DESCRIPTION OF THE TASK. Convert all of the lines below into a Markdown table with two columns, Number and Line, giving each line its own numbered row and skipping any blank lines. Leave the pictures out of your answer.
━━━ LISTED ENTRIES ━━━
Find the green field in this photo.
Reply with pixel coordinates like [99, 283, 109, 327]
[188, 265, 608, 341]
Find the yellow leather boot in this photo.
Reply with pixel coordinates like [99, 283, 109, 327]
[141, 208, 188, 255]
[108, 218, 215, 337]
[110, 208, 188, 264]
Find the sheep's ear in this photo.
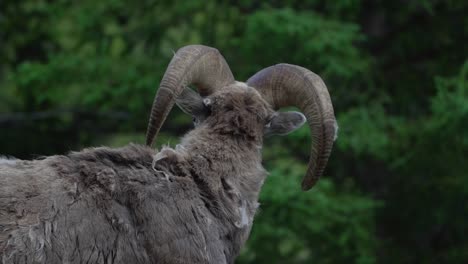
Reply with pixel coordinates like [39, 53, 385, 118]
[264, 112, 306, 135]
[176, 87, 208, 117]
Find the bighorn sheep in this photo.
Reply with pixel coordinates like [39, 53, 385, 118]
[0, 45, 337, 263]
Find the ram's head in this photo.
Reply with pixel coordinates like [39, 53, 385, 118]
[146, 45, 337, 190]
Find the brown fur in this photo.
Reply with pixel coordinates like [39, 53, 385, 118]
[0, 87, 273, 263]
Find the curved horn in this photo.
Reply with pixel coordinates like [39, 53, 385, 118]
━━━
RESULT OF THIS TASK.
| Number | Line |
|---|---|
| 1 | Find the green field in this photo. |
| 2 | Reply with pixel coordinates like [99, 283, 109, 327] |
| 3 | [188, 265, 608, 341] |
| 4 | Find the yellow leather boot in this photo. |
| 5 | Reply with pixel coordinates like [99, 283, 109, 327] |
| 6 | [141, 208, 188, 255] |
| 7 | [108, 218, 215, 337] |
| 8 | [110, 208, 188, 264] |
| 9 | Find the sheep's ear in this photo. |
| 10 | Reply with pixel coordinates like [39, 53, 385, 118] |
| 11 | [264, 112, 306, 135] |
| 12 | [176, 87, 208, 117] |
| 13 | Find the bighorn sheep in this photo. |
| 14 | Reply with pixel coordinates like [39, 53, 385, 118] |
| 15 | [0, 45, 337, 263] |
| 16 | Find the ram's head in this photo. |
| 17 | Reply with pixel coordinates like [39, 53, 385, 118] |
| 18 | [146, 45, 337, 190] |
| 19 | Find the brown fur in this photo. |
| 20 | Reply with pixel coordinates like [39, 53, 385, 118] |
| 21 | [0, 87, 273, 263] |
| 22 | Find the curved horn in this photo. |
| 23 | Reply with pixel coordinates like [39, 53, 385, 118] |